(Saved data entries)
************

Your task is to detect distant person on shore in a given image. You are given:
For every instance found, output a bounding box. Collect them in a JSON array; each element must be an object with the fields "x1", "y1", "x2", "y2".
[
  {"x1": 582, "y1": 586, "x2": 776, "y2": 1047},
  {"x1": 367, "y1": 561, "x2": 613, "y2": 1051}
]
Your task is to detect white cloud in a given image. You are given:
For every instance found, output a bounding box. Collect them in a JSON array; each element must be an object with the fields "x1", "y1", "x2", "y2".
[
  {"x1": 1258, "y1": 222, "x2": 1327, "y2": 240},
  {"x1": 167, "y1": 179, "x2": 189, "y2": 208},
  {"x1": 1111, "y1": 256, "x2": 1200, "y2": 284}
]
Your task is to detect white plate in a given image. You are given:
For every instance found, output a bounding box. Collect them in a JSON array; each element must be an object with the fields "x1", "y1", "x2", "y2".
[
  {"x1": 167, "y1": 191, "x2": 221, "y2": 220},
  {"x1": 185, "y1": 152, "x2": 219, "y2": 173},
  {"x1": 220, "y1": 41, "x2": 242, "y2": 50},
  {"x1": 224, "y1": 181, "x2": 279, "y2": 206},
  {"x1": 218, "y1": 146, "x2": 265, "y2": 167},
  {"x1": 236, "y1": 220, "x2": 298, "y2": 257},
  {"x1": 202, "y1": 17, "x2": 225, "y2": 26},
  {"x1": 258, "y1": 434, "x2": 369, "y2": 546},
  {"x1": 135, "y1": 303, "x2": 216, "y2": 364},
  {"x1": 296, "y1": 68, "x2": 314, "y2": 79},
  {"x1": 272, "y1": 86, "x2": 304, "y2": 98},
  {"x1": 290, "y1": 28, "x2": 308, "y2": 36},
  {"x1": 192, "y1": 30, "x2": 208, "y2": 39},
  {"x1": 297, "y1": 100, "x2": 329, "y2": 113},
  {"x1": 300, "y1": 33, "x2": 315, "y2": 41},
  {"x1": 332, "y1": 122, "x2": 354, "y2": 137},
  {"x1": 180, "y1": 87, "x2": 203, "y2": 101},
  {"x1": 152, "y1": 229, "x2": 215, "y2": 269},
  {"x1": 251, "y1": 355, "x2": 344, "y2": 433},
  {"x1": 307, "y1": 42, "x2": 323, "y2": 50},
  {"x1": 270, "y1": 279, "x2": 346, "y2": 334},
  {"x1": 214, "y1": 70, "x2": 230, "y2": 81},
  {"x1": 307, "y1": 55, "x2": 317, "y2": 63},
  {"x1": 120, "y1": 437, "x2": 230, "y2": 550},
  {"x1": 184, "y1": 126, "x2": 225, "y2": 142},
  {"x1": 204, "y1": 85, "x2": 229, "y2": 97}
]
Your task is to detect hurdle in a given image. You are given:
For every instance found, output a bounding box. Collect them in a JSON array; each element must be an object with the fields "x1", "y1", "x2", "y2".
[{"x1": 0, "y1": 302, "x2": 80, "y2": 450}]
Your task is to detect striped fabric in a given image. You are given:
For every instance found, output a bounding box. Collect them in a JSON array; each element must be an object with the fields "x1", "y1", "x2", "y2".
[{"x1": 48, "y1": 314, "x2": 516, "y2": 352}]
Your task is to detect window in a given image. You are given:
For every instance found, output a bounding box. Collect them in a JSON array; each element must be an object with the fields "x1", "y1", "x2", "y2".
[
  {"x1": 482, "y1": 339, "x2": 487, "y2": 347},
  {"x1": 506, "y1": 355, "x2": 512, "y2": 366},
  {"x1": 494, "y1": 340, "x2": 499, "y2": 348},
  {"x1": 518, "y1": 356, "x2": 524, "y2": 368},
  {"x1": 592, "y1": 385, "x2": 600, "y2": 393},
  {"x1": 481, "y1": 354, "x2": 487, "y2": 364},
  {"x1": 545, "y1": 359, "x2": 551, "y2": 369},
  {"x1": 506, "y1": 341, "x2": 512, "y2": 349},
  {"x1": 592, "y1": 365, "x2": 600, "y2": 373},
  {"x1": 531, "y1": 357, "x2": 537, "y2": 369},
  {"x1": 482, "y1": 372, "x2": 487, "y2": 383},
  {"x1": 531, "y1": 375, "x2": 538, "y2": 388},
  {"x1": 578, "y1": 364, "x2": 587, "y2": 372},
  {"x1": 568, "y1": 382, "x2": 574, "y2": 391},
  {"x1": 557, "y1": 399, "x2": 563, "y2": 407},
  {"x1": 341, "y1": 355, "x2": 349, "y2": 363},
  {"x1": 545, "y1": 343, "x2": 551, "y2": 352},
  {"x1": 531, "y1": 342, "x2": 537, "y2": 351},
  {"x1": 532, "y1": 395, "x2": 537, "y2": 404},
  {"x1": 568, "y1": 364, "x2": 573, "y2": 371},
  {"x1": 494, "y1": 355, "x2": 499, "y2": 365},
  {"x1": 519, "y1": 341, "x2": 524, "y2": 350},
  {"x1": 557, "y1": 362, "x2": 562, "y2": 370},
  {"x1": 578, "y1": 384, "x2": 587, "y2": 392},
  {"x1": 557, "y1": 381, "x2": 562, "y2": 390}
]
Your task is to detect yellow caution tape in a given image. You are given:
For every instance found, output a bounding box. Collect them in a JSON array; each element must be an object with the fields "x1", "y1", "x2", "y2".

************

WORK REQUEST =>
Set down exactly the lines of the data above, beginning with the line that has "Your task is to detect white cloud" and ending with the line that has "Your task is to detect white plate", and no others.

RESPONSE TO THIS EXERCISE =>
Your task is to detect white cloud in a given image. You are given:
For every instance found, output a bounding box. Collect them in a JSON array; each element must be an object with the fields "x1", "y1", "x2", "y2".
[
  {"x1": 1258, "y1": 222, "x2": 1327, "y2": 240},
  {"x1": 167, "y1": 179, "x2": 189, "y2": 208},
  {"x1": 1111, "y1": 256, "x2": 1200, "y2": 284}
]
Your task is to detect white plate in a given image. You are given:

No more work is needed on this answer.